[Input data Boundary: Start]

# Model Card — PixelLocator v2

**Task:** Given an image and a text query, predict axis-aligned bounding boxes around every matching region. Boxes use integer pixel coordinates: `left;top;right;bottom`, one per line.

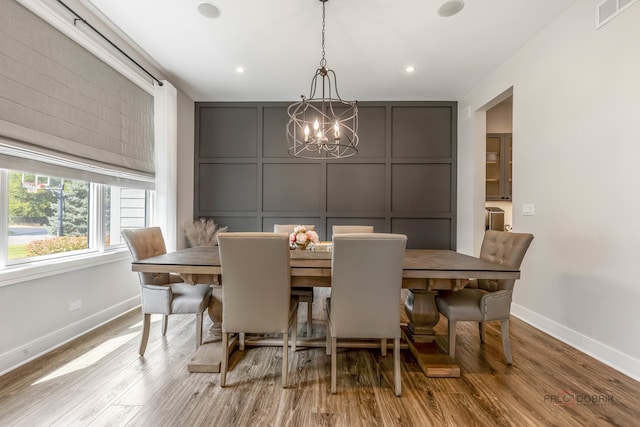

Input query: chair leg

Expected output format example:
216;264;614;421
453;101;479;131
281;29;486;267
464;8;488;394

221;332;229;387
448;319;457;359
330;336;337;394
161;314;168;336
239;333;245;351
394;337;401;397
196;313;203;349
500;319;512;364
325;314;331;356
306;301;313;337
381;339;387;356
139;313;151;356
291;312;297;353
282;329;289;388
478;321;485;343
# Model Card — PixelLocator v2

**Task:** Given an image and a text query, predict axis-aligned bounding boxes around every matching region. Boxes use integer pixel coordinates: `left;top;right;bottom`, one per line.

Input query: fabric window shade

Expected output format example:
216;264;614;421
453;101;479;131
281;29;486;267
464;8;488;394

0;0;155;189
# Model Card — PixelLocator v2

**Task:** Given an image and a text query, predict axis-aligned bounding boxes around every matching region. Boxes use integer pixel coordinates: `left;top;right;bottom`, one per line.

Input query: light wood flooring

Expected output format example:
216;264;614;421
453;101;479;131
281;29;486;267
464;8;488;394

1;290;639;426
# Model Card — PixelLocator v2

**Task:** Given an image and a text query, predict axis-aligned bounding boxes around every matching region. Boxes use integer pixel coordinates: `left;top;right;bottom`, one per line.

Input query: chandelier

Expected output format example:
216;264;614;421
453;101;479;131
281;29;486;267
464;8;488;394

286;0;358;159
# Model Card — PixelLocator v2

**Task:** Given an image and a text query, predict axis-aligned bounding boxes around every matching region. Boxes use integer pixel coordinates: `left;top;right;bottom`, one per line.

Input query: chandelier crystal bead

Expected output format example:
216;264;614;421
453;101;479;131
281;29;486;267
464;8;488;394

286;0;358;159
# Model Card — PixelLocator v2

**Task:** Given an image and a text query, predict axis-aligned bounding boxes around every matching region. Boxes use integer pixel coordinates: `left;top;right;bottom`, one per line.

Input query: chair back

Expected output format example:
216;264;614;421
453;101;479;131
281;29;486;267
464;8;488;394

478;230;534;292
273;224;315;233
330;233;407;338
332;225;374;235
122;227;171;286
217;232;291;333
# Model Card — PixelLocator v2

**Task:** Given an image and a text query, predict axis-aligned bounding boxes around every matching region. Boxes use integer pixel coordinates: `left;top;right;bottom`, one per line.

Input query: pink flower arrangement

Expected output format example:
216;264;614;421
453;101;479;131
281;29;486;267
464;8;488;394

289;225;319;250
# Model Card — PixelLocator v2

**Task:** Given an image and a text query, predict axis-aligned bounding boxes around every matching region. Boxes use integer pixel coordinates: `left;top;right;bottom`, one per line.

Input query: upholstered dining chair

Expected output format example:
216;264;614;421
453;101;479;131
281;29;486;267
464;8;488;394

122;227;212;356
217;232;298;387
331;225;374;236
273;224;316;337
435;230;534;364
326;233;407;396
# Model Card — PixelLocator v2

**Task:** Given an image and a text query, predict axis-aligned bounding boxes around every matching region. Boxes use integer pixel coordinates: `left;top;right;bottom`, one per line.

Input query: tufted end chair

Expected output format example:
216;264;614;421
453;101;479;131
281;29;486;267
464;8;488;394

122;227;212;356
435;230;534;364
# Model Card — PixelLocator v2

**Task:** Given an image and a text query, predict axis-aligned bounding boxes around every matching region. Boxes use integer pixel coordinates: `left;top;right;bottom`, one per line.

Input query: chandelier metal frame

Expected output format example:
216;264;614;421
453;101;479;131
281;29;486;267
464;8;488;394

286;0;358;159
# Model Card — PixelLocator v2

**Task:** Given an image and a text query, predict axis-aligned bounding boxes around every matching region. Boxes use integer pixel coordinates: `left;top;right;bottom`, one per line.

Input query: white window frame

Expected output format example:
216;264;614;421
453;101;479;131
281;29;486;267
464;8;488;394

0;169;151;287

[Input data Boundary: End]

Exercise details: Using the data above, show each line where "chandelier" occurs.

Output below:
Input query: chandelier
Input query: chandelier crystal bead
Input query: chandelier metal frame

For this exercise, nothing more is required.